==== DATASET CONTENT ====
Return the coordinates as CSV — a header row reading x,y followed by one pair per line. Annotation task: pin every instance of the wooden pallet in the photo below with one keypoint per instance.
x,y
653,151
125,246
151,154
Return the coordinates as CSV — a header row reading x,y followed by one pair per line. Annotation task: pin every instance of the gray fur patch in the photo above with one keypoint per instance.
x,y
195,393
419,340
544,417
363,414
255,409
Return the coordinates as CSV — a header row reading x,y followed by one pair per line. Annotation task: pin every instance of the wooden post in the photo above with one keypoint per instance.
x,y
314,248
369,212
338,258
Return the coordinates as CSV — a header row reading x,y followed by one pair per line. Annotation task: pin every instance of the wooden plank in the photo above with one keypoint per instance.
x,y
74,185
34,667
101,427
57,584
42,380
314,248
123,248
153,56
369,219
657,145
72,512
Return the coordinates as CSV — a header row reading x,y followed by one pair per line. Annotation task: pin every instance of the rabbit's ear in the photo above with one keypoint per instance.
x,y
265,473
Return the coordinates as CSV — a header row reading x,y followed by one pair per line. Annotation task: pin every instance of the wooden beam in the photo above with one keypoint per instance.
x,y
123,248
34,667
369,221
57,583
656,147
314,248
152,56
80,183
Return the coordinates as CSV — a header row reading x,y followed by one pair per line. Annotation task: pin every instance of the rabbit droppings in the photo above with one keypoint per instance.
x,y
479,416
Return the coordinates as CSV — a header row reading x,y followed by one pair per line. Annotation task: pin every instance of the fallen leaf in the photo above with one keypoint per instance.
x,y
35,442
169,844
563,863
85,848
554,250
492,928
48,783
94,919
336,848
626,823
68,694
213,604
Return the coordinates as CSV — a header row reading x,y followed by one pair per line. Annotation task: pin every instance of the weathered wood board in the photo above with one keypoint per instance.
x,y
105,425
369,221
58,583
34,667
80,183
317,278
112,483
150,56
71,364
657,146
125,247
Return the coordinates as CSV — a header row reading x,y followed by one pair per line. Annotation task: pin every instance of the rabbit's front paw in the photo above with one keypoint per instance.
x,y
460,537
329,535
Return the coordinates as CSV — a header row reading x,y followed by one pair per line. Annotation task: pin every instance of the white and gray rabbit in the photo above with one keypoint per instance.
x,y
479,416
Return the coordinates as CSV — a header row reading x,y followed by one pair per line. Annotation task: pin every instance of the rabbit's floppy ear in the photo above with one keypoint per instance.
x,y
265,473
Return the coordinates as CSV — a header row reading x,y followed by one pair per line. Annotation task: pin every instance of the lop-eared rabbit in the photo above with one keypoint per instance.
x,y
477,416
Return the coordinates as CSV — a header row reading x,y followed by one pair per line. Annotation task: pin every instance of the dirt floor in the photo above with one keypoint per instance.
====
**WRITTEN TASK**
Rewrite the listing above, replacing every occurrence of "Annotation task" with "Labeling task" and leaving everything else unchanged.

**FINAL RESULT**
Return the coordinates as CSV — a header row reading x,y followed by one pair per line. Labeling task: pin every instance of the wooden pallet in the photo below with one keypoint per instance.
x,y
653,151
125,246
151,154
Return the coordinates as CSV — a header row reading x,y followed by one pair per line. Labeling task: pin every instance of the gray fur patch in the photo above with one keypoint per instance.
x,y
195,393
419,340
544,417
363,414
255,409
Return the coordinates as CSV — a header row reading x,y followed by one pair per line. Labeling task: pin every instance of the wooden post in the photo above with one keypoint per instance.
x,y
314,248
369,212
338,258
Return the coordinates as CSV — a header row reading x,y followed by one pair per line. Labeling task: pin every instance of the wooden plank in the photo above with one keypoint per instance.
x,y
74,185
34,667
101,427
57,584
42,380
314,248
123,248
153,56
369,219
657,145
72,512
Return the coordinates as CSV — a header row reading x,y followed by one pair per line. Labeling task: pin every instance of the rabbit's ear in the photo above with one keypoint per instance.
x,y
265,473
Return the coordinates as CSV — a header row reading x,y followed by one pair per line. Labeling task: pin every instance of the wooden beam in the photo above with one keypoint per instance.
x,y
123,248
34,667
369,221
57,583
656,147
314,248
152,56
80,183
Return the coordinates as CSV — a header row reading x,y followed by one pair per line. Labeling task: pin every instance of the rabbit droppings in the photo above with one keypoint per instance.
x,y
479,416
Return the coordinates as CSV — a header row reading x,y followed by one pair per line. Labeling task: pin every instance of the fallen leaf in the photo above with one keypoint per instance.
x,y
35,442
169,844
563,863
85,848
554,250
492,928
48,783
94,919
336,848
626,823
68,694
213,604
Return the coordinates as CSV — a header row reading x,y followed by one pair per line. Labeling task: pin every instance of the weathered wood board in the photo above with one keypoint per instance.
x,y
105,425
369,221
58,583
34,667
80,183
317,278
112,483
150,56
71,364
657,146
125,247
Return the coordinates as CSV — a header row reading x,y followed by one pair per line. Labeling task: pin every instance of the rabbit's front paw in the photo above with one keypoint per instance.
x,y
460,537
329,535
Return the coordinates as CSV — a header row reading x,y followed by one pair per line. Labeling task: pin every instance of the white and gray rabbit in the photo above with one keypoint per instance.
x,y
479,416
Return the coordinates as CSV — a header row reading x,y followed by one pair per line. Labeling task: pin every instance of the rabbit's floppy ear in the photo above with one keypoint per instance.
x,y
265,473
Return the coordinates as CSV — a header row reading x,y followed by one pair per line. Labeling task: pin every instance of the lop-eared rabbit in the photo above with one keypoint per instance.
x,y
477,416
Return the coordinates as CSV — a header row reading x,y followed by one pair per line. Labeling task: pin every instance of the dirt floor in the photo above with one keypoint per instance.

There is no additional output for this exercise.